Dataset entries:
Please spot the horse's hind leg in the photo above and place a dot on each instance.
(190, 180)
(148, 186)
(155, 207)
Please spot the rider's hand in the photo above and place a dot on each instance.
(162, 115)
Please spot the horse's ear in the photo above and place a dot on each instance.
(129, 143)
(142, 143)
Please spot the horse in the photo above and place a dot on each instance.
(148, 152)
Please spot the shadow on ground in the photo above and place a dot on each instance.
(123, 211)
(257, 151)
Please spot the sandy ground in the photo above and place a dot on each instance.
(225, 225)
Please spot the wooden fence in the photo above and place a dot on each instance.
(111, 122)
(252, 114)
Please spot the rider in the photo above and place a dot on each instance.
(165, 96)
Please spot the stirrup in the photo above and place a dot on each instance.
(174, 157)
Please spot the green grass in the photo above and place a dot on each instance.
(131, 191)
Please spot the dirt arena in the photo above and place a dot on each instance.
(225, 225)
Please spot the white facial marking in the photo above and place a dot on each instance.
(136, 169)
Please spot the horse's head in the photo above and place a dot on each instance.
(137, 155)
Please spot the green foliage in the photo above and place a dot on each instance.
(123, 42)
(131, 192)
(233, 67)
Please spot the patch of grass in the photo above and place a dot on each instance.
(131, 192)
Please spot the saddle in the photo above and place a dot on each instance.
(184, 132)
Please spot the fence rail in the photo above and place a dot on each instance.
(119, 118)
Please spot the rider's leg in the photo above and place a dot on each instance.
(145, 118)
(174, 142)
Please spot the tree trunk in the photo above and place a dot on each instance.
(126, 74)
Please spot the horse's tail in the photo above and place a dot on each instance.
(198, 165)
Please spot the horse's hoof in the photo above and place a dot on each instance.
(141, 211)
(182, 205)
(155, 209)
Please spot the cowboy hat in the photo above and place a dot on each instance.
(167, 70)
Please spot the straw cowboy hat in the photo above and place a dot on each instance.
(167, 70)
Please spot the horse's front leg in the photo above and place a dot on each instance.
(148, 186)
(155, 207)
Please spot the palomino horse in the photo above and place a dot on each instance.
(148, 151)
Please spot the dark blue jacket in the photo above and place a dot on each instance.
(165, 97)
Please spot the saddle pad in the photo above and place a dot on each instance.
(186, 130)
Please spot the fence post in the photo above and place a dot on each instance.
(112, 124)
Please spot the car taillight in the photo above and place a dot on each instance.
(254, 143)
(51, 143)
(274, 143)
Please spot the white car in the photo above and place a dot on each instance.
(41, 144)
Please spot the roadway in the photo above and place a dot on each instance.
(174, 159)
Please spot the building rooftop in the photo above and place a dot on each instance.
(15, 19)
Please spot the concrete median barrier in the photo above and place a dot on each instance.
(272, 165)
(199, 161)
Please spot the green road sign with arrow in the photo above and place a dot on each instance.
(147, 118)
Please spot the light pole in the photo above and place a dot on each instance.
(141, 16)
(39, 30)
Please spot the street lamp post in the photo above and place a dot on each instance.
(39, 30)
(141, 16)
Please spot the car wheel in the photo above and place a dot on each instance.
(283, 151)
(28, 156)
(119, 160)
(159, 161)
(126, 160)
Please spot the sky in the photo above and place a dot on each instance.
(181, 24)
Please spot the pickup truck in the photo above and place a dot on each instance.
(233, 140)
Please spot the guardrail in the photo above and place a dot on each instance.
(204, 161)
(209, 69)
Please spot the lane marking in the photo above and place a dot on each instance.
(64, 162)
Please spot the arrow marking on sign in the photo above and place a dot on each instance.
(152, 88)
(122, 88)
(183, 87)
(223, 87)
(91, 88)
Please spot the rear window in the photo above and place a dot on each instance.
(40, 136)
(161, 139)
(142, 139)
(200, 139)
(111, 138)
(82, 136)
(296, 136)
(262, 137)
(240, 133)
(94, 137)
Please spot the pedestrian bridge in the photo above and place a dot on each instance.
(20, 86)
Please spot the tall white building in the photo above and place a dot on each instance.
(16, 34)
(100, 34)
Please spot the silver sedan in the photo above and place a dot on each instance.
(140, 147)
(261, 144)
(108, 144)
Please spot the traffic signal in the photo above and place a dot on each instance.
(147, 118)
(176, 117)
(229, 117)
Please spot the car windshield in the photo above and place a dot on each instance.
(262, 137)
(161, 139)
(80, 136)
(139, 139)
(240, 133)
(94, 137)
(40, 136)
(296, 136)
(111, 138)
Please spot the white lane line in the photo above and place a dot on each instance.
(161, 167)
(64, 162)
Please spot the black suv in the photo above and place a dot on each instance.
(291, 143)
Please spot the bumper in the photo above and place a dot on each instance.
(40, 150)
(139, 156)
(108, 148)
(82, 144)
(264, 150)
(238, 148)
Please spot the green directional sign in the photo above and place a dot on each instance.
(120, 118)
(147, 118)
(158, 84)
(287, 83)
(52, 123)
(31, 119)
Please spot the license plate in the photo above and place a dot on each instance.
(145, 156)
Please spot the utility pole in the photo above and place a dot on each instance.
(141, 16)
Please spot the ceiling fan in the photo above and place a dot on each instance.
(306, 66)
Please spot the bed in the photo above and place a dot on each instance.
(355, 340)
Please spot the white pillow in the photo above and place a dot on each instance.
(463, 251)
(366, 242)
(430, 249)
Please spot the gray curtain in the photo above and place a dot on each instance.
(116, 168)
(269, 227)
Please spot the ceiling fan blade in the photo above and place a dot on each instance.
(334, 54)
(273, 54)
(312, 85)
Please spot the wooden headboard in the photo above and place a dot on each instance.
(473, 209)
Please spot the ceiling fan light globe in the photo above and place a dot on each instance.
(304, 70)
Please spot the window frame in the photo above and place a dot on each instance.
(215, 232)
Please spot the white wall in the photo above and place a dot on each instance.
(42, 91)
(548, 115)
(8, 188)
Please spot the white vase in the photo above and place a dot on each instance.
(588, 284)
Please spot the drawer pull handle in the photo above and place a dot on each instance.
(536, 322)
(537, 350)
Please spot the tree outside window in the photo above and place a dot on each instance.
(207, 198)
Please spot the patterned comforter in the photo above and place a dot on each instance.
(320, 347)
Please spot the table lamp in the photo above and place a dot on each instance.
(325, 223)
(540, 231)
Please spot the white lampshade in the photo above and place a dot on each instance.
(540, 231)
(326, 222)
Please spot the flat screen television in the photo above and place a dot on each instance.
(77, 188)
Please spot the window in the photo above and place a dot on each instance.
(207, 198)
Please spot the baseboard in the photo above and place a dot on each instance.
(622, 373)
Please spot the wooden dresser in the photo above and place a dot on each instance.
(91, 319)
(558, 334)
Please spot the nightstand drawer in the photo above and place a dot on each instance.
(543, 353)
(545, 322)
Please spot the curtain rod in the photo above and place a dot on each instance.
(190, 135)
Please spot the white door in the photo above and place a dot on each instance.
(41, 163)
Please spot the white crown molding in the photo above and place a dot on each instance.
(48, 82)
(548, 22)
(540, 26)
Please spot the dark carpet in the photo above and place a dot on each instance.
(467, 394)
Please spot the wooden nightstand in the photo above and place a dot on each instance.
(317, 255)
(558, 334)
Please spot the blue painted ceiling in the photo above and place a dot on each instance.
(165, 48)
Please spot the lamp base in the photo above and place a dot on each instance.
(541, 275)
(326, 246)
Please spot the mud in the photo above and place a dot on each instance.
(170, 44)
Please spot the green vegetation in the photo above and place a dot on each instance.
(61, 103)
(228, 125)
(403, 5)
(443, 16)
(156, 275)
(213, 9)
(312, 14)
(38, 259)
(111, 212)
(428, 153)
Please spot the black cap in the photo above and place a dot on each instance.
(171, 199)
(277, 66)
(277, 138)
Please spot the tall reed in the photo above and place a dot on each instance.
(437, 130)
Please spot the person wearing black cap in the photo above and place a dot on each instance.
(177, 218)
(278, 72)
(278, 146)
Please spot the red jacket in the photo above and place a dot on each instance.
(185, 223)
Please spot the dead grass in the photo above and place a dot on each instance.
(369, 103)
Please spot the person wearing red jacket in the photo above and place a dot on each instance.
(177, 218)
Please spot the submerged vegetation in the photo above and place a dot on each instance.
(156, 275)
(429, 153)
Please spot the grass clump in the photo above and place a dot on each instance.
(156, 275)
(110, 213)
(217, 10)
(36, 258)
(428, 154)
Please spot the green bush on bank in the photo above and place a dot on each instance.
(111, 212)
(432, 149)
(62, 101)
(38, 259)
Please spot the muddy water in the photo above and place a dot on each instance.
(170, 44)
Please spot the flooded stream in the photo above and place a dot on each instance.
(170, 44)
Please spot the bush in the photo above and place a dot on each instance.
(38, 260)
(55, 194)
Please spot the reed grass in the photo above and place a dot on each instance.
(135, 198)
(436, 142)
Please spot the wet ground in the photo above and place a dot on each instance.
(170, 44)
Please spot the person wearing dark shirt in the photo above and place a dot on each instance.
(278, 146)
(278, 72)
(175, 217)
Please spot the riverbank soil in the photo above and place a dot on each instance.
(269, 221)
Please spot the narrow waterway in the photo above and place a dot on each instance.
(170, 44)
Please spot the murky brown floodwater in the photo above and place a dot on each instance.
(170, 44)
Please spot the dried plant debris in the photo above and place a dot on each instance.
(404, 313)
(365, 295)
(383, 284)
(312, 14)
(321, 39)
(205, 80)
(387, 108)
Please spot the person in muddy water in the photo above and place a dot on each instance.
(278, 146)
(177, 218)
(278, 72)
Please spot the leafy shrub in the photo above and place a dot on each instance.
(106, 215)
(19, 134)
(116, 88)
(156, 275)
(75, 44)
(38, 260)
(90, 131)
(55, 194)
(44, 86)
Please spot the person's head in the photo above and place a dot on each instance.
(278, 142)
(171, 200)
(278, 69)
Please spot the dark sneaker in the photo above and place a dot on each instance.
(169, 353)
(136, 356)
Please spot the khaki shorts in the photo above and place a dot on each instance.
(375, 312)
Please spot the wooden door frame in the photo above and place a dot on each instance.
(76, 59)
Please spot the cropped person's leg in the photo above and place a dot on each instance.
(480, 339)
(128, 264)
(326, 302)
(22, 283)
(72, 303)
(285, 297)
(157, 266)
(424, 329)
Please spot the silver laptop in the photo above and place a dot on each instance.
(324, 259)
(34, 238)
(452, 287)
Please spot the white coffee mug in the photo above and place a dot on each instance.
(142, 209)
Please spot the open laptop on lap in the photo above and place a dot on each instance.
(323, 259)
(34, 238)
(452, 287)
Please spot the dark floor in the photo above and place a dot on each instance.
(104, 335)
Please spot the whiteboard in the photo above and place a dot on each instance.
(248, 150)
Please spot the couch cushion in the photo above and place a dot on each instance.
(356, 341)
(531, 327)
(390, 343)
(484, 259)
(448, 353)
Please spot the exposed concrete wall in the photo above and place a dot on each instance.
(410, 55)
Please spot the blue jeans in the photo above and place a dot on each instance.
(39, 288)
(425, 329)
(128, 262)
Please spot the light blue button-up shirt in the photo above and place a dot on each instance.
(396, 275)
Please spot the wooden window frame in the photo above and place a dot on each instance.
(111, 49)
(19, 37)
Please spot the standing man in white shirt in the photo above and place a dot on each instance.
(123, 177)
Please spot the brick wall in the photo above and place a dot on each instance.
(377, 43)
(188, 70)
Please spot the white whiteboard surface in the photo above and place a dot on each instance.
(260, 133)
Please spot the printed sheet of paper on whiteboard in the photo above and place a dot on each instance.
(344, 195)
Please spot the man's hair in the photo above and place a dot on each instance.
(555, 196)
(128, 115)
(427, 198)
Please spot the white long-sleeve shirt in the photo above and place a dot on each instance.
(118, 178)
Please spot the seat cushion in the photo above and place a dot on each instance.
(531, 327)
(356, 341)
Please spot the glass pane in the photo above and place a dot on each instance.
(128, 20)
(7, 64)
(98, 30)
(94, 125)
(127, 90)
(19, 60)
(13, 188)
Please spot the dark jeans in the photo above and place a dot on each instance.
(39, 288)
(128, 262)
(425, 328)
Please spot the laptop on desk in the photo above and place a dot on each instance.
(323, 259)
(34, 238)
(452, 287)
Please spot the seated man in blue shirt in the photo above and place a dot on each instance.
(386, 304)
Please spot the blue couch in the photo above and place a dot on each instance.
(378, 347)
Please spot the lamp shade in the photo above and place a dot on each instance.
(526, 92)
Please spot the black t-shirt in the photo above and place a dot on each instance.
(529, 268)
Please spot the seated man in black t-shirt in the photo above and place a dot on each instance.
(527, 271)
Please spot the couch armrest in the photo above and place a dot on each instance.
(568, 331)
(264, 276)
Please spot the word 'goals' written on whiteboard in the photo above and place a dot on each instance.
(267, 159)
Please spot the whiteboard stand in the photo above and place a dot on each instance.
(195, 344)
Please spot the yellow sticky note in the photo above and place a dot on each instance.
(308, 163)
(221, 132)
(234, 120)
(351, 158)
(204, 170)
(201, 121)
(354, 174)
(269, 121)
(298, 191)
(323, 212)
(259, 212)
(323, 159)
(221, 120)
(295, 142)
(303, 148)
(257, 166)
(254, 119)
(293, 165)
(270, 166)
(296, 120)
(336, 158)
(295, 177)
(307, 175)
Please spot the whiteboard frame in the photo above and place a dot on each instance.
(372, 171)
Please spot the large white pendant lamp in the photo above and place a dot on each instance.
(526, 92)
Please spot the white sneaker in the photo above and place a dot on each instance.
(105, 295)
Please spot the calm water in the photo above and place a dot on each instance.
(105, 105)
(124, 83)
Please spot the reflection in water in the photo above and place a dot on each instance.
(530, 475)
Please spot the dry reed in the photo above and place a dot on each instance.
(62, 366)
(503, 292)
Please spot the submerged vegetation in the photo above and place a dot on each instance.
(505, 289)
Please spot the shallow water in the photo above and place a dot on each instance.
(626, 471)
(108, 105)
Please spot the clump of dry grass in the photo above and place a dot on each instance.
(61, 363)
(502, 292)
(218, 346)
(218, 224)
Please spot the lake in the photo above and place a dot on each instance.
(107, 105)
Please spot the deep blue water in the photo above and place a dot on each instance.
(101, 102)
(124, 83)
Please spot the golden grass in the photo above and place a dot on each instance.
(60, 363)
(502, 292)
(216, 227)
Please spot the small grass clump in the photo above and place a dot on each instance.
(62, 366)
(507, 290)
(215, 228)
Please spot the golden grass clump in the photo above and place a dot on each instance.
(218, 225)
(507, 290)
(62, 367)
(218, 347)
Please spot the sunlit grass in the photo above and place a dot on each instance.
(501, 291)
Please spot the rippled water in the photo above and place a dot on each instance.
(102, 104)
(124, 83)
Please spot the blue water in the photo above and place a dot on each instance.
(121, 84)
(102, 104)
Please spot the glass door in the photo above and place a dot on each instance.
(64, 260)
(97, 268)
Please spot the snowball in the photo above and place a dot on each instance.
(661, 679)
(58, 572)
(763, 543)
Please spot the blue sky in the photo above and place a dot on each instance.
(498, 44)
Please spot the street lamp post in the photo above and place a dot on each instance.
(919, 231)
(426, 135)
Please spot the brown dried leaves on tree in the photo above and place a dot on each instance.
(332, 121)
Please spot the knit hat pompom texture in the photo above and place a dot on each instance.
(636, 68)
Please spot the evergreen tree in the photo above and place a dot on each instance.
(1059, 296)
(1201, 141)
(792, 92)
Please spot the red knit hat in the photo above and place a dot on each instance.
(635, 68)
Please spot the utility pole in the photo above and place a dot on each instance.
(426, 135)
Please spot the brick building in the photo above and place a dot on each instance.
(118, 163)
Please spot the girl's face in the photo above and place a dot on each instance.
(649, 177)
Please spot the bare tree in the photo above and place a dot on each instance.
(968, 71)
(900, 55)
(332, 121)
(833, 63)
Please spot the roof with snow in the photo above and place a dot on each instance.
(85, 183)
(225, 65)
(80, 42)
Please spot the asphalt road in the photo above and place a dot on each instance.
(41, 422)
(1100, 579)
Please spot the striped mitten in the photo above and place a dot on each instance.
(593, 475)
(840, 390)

• What this task involves: Copy each line, exactly, that falls between the line containing "Please spot the bare" and the end of the entries, both included.

• Solution:
Please spot the bare tree in the photo above and place a dot on each instance.
(968, 71)
(900, 55)
(332, 121)
(833, 63)
Please spot the roof with snow in the photo above and place a dot on each instance.
(85, 183)
(225, 65)
(80, 42)
Please spot the asphalt road in the photo above and place a dot on each instance.
(41, 422)
(1100, 579)
Please spot the striped mitten in the photo above and place a dot on each instance.
(593, 475)
(840, 390)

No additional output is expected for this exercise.